> ARTIKEL
+++
7.6 C
New York
16/10/2024
Aktual

Ahli dari Pemohon: KPU Bertindak di Luar Kewenangannya

JAKARTA (Pos Sore) – Mahkamah Konstitusi (MK), Jumat pagi (15/8) kembali menggelar sidang perkapa Pilpres 2014 yang diajukan pasangan calon presiden nomor 1, Prabowo – Hatta, dengan mendengarkan sejumlah saksi ahli. Para ahli yang hadir secara bergantian menyampaikan pendapatnya. Pihak Termohon, antara lain mengajukan Haryono (mantan anggkota MK) dan Ramlan Surbakti (mantan anggota KPU), sementara pihak terkait tim hokum Jokowi – JK mengajukan Saldi Isra (Guru Besar Hukum Tata Negara, Universitas Andalas) dan Bambang Eka Wijaya (mantan Ketua Bawaslu).

Prof Dr Yusril Ihza Mahendra dan Dr Irman Putra Sidin, dan Said Salahudin merupakan tiga di antara 6 saksi ahli yang telah didengarkan majelis MK keterangannya. Sebelumnya, kuasa hukum Termohon sempat menyampaikan keberatannya kepada Majelis atas diperbolehkannya Yusril sebagai saksi ahli, dengan alasan Yusril adalah Ketua Dewan Syruo Partai Bulan Bintang (PBB) yang juga salah satu partai koalisi pendukung Capres No.1.
+++
> BARIS DATA

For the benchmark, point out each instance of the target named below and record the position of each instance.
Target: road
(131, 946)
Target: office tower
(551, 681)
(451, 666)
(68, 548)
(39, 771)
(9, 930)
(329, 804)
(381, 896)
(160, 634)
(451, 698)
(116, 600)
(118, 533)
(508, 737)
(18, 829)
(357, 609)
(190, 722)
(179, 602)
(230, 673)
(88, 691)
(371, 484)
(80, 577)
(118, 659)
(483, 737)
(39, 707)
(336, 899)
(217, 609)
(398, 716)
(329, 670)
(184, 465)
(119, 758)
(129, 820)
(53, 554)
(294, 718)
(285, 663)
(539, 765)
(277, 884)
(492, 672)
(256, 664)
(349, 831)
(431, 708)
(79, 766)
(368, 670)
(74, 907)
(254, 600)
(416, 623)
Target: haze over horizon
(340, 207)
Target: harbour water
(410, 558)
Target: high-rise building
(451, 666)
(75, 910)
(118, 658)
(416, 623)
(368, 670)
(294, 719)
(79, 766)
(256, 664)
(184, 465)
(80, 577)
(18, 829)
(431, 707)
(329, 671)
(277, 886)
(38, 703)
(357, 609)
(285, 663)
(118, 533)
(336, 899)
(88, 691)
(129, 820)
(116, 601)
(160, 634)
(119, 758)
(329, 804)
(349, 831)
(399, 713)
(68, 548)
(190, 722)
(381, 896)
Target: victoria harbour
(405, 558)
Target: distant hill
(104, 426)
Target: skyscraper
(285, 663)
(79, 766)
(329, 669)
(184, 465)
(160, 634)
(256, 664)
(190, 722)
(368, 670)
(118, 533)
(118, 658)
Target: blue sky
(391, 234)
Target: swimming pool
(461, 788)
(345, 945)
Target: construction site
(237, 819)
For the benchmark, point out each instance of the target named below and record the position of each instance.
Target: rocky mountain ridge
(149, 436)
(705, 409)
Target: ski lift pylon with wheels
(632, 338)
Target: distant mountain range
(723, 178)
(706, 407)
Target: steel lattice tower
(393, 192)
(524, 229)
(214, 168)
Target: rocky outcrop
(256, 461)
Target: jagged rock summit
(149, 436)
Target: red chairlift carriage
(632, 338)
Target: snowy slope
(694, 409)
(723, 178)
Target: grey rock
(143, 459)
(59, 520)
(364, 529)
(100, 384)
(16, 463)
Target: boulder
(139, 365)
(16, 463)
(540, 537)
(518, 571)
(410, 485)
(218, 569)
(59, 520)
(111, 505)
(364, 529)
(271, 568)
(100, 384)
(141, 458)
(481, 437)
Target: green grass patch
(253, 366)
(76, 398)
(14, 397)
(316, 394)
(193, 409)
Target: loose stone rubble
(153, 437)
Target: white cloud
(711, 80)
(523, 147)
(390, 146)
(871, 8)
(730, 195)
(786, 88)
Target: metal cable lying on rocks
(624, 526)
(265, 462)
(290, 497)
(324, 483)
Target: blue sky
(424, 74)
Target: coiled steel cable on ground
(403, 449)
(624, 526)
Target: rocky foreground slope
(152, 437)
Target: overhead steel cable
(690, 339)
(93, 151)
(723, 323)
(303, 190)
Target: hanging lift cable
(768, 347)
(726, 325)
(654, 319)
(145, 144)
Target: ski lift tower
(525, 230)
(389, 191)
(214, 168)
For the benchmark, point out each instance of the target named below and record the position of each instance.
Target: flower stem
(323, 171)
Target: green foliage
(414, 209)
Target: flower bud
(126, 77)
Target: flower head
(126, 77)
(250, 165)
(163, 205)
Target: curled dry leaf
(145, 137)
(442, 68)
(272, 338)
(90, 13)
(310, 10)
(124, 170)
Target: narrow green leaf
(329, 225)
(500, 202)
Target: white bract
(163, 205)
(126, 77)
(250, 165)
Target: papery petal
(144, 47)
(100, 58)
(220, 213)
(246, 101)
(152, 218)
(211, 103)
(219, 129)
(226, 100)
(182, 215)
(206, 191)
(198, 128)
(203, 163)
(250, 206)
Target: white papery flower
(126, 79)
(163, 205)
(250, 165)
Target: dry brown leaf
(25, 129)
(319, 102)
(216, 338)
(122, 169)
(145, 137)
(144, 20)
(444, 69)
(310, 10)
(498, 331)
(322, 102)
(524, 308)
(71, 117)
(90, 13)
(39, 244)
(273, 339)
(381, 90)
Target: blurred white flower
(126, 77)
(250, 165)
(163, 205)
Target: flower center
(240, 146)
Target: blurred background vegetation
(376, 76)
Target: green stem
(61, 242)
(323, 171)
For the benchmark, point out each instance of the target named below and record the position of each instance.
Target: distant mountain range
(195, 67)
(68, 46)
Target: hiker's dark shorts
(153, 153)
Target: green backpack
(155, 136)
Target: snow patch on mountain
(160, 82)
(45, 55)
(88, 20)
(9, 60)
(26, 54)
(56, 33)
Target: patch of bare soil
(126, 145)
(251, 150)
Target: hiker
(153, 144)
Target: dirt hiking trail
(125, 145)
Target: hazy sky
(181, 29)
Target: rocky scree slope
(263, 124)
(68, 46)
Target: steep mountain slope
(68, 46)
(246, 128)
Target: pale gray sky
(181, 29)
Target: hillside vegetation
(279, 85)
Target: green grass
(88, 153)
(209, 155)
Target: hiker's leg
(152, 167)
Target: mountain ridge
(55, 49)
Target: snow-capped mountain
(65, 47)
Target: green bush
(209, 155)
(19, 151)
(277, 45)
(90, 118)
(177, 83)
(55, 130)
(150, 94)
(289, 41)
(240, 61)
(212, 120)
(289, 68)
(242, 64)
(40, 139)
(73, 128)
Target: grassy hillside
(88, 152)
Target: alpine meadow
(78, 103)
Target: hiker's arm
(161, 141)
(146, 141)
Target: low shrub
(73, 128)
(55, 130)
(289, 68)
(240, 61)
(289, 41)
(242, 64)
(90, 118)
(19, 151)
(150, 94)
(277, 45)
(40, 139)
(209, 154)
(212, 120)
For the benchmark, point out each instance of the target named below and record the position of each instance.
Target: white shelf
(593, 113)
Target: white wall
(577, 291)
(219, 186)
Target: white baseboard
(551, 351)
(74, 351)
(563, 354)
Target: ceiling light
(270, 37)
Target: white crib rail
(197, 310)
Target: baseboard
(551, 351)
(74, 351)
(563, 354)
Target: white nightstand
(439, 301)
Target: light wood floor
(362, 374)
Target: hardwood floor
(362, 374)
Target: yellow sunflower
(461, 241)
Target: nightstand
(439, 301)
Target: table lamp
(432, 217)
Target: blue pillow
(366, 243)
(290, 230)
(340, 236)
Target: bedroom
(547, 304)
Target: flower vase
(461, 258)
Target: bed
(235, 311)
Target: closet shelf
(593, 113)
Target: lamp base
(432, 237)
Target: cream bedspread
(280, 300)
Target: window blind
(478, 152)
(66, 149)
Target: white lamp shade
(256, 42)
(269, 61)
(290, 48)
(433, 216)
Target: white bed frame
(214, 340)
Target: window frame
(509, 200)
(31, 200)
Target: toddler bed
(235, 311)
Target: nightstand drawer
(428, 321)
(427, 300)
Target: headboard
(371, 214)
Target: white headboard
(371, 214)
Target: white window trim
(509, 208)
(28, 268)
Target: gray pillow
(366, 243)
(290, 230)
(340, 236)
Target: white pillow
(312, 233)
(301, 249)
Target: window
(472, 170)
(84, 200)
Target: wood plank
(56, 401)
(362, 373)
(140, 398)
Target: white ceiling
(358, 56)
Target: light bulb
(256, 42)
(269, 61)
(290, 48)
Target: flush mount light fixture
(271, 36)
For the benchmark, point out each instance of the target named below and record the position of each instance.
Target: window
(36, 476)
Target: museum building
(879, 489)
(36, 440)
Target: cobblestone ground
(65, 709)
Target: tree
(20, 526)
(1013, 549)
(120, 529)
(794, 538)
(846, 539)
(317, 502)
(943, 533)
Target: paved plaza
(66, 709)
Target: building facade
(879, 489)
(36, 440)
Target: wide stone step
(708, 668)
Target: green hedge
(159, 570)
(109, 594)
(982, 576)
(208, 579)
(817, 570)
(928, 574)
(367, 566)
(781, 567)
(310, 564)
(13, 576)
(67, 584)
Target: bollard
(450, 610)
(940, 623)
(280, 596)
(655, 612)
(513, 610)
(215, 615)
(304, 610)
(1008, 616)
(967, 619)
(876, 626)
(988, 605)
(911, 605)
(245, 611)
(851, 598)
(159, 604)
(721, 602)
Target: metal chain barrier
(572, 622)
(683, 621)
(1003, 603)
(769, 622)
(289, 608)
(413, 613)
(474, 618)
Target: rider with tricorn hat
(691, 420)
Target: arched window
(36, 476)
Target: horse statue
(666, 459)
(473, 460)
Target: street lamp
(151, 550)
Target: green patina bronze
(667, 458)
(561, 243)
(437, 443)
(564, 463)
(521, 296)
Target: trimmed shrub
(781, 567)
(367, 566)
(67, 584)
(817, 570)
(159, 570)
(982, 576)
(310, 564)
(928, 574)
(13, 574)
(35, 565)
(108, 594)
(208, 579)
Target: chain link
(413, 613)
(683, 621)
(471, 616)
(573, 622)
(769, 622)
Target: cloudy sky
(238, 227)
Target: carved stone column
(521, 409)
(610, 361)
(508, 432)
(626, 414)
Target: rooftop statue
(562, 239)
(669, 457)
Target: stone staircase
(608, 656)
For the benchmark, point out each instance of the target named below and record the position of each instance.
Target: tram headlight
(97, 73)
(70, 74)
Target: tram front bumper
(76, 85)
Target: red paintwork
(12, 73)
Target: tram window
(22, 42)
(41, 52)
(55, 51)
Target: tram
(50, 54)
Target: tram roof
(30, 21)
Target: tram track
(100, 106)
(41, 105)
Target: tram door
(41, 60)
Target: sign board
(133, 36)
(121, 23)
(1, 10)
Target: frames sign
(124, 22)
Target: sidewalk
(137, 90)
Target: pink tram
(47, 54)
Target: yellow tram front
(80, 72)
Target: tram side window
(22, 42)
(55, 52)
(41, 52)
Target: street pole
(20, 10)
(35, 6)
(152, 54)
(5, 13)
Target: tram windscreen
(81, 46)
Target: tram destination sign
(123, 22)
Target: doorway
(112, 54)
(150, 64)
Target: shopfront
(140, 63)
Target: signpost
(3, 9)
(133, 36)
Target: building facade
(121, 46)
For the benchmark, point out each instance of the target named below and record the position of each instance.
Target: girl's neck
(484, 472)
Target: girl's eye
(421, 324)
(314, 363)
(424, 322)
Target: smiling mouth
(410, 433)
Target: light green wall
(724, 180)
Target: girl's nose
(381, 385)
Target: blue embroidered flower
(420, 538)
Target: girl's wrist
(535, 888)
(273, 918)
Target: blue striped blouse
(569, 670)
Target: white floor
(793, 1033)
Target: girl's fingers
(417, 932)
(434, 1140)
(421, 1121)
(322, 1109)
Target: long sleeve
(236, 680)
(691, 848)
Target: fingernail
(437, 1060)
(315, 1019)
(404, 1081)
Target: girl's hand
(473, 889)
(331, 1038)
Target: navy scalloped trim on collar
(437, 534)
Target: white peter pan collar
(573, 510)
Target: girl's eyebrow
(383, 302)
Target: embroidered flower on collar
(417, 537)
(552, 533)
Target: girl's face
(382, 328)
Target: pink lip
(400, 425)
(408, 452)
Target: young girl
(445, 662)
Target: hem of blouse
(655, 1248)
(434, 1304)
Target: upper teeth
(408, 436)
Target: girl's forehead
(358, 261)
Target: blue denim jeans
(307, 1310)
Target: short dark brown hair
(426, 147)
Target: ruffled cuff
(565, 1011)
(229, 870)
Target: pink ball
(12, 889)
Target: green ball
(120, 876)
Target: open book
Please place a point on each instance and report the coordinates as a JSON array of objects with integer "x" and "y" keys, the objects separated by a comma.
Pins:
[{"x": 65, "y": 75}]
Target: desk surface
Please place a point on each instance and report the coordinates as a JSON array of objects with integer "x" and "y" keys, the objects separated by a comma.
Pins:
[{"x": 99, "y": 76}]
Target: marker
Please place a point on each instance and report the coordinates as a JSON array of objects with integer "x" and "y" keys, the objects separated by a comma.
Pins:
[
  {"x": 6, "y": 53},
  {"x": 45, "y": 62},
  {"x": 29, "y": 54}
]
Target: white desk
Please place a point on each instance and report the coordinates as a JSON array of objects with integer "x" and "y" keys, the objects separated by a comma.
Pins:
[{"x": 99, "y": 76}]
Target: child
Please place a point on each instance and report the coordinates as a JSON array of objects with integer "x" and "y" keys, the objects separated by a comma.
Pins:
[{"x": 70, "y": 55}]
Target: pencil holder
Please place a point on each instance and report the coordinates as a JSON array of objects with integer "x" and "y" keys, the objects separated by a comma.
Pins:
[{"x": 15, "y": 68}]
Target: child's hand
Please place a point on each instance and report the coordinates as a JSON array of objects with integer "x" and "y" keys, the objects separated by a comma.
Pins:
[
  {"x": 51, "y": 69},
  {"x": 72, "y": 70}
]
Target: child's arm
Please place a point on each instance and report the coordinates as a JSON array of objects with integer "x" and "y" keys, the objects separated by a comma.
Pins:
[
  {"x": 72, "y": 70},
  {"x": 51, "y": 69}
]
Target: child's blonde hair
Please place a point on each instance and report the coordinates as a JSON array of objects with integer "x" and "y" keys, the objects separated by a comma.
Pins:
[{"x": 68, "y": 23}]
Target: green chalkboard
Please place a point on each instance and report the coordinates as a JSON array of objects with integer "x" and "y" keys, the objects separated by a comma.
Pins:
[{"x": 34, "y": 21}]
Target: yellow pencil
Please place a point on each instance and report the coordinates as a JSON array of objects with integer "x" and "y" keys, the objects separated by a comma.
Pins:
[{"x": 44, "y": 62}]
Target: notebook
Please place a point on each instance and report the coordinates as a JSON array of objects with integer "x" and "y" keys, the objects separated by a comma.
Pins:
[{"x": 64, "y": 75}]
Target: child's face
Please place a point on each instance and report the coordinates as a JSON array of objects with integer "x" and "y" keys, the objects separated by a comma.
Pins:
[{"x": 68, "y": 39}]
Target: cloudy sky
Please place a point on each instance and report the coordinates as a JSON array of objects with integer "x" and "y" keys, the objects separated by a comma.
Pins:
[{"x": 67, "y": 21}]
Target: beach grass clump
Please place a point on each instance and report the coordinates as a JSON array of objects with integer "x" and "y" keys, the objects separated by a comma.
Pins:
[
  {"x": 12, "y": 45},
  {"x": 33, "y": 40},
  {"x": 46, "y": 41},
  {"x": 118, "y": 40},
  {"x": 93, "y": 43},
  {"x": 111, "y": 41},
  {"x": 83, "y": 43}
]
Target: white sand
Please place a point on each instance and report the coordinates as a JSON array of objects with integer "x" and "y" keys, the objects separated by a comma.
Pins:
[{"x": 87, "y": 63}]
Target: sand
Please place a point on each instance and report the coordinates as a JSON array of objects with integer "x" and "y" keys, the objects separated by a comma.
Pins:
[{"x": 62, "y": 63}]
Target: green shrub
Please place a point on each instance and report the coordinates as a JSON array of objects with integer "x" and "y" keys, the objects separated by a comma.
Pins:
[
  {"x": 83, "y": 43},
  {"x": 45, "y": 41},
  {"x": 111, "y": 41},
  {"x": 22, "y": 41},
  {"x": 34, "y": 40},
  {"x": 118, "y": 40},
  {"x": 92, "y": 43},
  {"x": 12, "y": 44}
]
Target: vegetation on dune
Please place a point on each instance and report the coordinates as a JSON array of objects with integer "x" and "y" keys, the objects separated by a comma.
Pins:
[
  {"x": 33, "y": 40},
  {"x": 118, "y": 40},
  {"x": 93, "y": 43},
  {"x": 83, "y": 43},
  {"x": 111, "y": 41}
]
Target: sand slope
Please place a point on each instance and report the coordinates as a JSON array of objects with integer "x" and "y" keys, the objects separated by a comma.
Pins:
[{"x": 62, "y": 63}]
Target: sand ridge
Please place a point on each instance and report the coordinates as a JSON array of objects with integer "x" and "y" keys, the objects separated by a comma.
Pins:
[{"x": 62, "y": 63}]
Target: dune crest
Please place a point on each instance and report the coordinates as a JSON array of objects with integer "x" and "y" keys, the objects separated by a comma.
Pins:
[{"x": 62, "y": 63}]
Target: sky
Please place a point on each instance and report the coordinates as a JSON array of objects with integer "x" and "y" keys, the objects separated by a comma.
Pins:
+++
> LATIHAN
Tulis ulang bagian artikel tentang sidang MK, mulai dari "Prof Dr Yusril" sampai "pendukung Capres No.1.", dengan mengganti "kuasa hukum" menjadi "pengacara".

> JAWABAN BENAR
Prof Dr Yusril Ihza Mahendra dan Dr Irman Putra Sidin, dan Said Salahudin merupakan tiga di antara 6 saksi ahli yang telah didengarkan majelis MK keterangannya. Sebelumnya, pengacara Termohon sempat menyampaikan keberatannya kepada Majelis atas diperbolehkannya Yusril sebagai saksi ahli, dengan alasan Yusril adalah Ketua Dewan Syruo Partai Bulan Bintang (PBB) yang juga salah satu partai koalisi pendukung Capres No.1.